Task item: If a line in the listing carries the word "head", return a copy of that line.

Records:
● ● ● ● ●
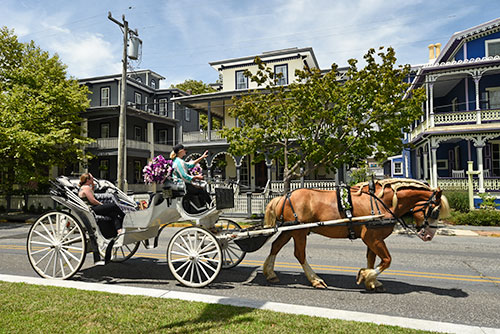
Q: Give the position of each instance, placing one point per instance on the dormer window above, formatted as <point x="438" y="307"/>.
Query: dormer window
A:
<point x="241" y="80"/>
<point x="493" y="48"/>
<point x="281" y="73"/>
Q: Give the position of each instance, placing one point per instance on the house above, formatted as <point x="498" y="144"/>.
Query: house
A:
<point x="255" y="177"/>
<point x="460" y="121"/>
<point x="153" y="124"/>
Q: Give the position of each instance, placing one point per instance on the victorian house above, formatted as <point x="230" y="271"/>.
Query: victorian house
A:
<point x="153" y="123"/>
<point x="460" y="120"/>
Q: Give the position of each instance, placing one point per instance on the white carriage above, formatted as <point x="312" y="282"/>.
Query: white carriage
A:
<point x="58" y="241"/>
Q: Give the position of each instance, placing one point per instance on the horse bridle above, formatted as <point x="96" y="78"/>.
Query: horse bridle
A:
<point x="427" y="208"/>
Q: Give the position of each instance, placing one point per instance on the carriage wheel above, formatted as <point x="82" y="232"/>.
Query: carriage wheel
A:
<point x="120" y="254"/>
<point x="56" y="245"/>
<point x="232" y="254"/>
<point x="194" y="257"/>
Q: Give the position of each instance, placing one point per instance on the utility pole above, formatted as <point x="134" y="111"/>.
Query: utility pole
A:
<point x="122" y="164"/>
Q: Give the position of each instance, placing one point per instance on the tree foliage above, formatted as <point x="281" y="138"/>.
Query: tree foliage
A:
<point x="39" y="113"/>
<point x="199" y="87"/>
<point x="321" y="119"/>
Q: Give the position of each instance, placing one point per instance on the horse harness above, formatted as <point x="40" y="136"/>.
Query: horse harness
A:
<point x="345" y="207"/>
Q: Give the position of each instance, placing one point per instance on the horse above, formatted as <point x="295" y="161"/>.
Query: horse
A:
<point x="392" y="198"/>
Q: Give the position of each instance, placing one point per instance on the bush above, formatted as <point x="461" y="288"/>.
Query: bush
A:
<point x="458" y="200"/>
<point x="480" y="217"/>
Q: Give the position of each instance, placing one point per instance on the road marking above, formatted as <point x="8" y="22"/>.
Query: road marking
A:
<point x="289" y="265"/>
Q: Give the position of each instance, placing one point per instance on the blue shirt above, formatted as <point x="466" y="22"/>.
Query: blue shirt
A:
<point x="181" y="170"/>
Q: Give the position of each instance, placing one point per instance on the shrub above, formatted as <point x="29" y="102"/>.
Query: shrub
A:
<point x="481" y="217"/>
<point x="458" y="200"/>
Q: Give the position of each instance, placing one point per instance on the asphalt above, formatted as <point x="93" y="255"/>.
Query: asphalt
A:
<point x="379" y="319"/>
<point x="266" y="305"/>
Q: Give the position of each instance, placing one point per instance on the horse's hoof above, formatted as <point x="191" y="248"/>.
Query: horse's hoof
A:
<point x="273" y="280"/>
<point x="319" y="284"/>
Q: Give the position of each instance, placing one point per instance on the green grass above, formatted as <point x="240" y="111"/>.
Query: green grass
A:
<point x="28" y="308"/>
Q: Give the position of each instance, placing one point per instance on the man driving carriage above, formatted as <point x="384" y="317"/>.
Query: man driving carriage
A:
<point x="197" y="194"/>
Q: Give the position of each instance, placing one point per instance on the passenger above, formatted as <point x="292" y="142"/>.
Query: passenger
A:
<point x="181" y="171"/>
<point x="111" y="210"/>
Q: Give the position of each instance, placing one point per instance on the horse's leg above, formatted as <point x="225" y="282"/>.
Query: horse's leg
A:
<point x="268" y="267"/>
<point x="300" y="241"/>
<point x="376" y="247"/>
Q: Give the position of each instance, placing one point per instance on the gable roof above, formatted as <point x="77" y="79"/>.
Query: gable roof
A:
<point x="459" y="38"/>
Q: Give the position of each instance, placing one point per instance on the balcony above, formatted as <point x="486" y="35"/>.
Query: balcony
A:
<point x="112" y="143"/>
<point x="201" y="136"/>
<point x="458" y="118"/>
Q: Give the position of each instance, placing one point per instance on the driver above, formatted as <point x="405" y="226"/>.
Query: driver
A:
<point x="181" y="172"/>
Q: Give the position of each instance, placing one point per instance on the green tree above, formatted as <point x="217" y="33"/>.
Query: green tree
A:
<point x="322" y="120"/>
<point x="39" y="113"/>
<point x="199" y="87"/>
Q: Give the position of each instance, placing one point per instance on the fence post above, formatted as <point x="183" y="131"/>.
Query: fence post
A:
<point x="249" y="204"/>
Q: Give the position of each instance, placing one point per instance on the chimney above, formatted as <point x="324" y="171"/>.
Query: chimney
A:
<point x="438" y="49"/>
<point x="431" y="52"/>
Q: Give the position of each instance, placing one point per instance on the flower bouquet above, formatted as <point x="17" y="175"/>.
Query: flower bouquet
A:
<point x="158" y="170"/>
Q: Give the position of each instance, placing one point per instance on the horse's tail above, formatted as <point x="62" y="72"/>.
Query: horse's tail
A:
<point x="270" y="216"/>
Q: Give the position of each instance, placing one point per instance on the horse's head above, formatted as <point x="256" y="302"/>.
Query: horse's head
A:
<point x="427" y="211"/>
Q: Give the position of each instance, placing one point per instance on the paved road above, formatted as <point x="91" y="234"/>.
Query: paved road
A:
<point x="451" y="279"/>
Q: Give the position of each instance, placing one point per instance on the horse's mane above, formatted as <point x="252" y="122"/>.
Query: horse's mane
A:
<point x="395" y="185"/>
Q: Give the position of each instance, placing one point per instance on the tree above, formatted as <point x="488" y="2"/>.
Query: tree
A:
<point x="39" y="113"/>
<point x="320" y="120"/>
<point x="199" y="87"/>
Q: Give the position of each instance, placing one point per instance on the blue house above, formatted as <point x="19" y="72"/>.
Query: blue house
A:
<point x="460" y="120"/>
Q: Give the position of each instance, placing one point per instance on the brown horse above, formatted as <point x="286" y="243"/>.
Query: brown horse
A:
<point x="393" y="198"/>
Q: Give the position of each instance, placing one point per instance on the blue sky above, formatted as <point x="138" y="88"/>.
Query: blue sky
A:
<point x="181" y="37"/>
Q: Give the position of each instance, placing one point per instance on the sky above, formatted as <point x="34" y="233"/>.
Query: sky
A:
<point x="181" y="37"/>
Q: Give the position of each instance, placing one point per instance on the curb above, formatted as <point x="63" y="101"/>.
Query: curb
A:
<point x="379" y="319"/>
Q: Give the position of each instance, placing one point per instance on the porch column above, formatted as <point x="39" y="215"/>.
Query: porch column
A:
<point x="431" y="111"/>
<point x="151" y="142"/>
<point x="174" y="128"/>
<point x="418" y="171"/>
<point x="209" y="121"/>
<point x="478" y="105"/>
<point x="434" y="166"/>
<point x="479" y="151"/>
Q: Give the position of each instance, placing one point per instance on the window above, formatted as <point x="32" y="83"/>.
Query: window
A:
<point x="105" y="96"/>
<point x="162" y="137"/>
<point x="138" y="99"/>
<point x="454" y="104"/>
<point x="398" y="168"/>
<point x="161" y="106"/>
<point x="105" y="130"/>
<point x="138" y="133"/>
<point x="104" y="169"/>
<point x="492" y="47"/>
<point x="241" y="80"/>
<point x="281" y="73"/>
<point x="493" y="97"/>
<point x="137" y="171"/>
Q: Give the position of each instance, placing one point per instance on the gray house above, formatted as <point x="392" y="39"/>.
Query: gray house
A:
<point x="153" y="124"/>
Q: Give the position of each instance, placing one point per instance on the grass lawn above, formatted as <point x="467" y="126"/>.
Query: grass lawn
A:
<point x="28" y="308"/>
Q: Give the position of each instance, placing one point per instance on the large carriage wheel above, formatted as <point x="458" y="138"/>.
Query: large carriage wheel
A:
<point x="232" y="254"/>
<point x="56" y="245"/>
<point x="194" y="256"/>
<point x="120" y="253"/>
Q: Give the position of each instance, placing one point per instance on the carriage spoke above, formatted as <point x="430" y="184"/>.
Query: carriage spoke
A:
<point x="44" y="237"/>
<point x="68" y="262"/>
<point x="43" y="257"/>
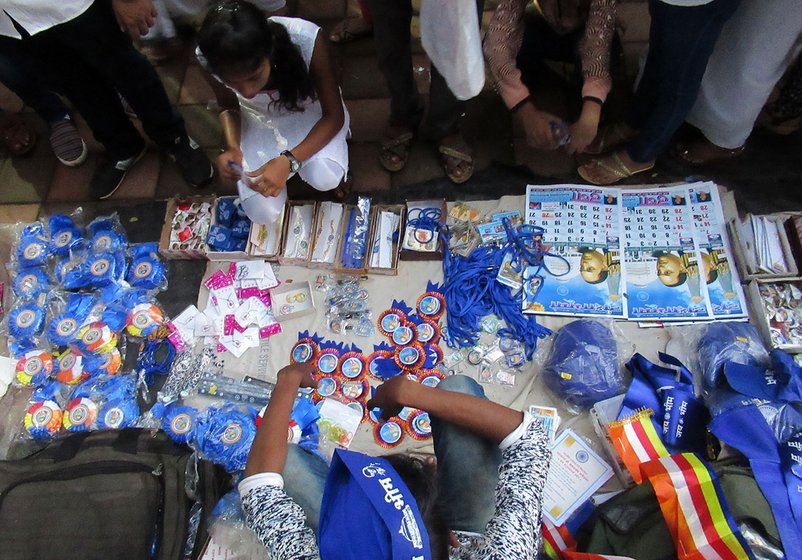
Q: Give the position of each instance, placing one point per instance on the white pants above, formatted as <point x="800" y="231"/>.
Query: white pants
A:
<point x="322" y="173"/>
<point x="753" y="51"/>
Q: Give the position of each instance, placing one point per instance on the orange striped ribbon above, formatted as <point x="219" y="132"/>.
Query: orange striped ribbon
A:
<point x="636" y="441"/>
<point x="695" y="512"/>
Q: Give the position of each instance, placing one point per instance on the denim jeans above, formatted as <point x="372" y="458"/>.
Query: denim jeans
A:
<point x="467" y="470"/>
<point x="681" y="40"/>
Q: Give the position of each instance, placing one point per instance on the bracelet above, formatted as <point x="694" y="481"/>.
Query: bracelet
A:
<point x="593" y="99"/>
<point x="520" y="104"/>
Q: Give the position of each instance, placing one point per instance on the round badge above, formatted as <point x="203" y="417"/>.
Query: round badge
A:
<point x="25" y="318"/>
<point x="232" y="434"/>
<point x="419" y="424"/>
<point x="403" y="335"/>
<point x="426" y="332"/>
<point x="143" y="269"/>
<point x="302" y="352"/>
<point x="389" y="434"/>
<point x="409" y="356"/>
<point x="326" y="386"/>
<point x="352" y="367"/>
<point x="353" y="389"/>
<point x="430" y="305"/>
<point x="327" y="362"/>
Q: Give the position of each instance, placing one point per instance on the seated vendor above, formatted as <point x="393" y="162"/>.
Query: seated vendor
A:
<point x="483" y="500"/>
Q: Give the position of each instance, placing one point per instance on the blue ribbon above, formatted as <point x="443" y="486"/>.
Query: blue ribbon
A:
<point x="680" y="416"/>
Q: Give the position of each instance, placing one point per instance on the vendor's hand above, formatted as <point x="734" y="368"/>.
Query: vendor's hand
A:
<point x="272" y="177"/>
<point x="224" y="169"/>
<point x="537" y="126"/>
<point x="392" y="395"/>
<point x="583" y="132"/>
<point x="302" y="374"/>
<point x="134" y="16"/>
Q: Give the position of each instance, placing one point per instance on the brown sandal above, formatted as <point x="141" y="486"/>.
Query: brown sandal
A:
<point x="609" y="138"/>
<point x="19" y="140"/>
<point x="453" y="155"/>
<point x="395" y="145"/>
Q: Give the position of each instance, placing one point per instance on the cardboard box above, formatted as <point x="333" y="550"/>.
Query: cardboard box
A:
<point x="411" y="255"/>
<point x="265" y="241"/>
<point x="287" y="238"/>
<point x="292" y="300"/>
<point x="745" y="259"/>
<point x="375" y="211"/>
<point x="170" y="251"/>
<point x="759" y="316"/>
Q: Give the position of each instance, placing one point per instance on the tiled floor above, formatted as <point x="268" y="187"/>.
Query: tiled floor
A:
<point x="771" y="164"/>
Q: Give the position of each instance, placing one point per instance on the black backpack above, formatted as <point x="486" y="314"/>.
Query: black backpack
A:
<point x="116" y="494"/>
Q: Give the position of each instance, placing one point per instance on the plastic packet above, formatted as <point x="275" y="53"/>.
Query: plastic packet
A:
<point x="147" y="269"/>
<point x="65" y="232"/>
<point x="583" y="363"/>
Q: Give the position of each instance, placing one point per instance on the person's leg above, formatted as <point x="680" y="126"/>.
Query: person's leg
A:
<point x="304" y="479"/>
<point x="744" y="68"/>
<point x="322" y="173"/>
<point x="467" y="467"/>
<point x="680" y="43"/>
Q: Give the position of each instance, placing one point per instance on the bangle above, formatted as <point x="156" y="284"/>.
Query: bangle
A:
<point x="520" y="104"/>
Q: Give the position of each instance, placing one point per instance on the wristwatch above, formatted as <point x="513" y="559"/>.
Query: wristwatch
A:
<point x="295" y="165"/>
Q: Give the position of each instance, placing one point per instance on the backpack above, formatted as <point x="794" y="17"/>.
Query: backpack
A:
<point x="106" y="495"/>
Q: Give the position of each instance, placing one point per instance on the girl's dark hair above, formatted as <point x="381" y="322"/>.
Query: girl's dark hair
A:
<point x="421" y="479"/>
<point x="236" y="36"/>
● ● ● ● ●
Written answer:
Q: Give the position of each instance, placing one point per instance on the horse's head above, formatted as <point x="256" y="302"/>.
Query: horse's head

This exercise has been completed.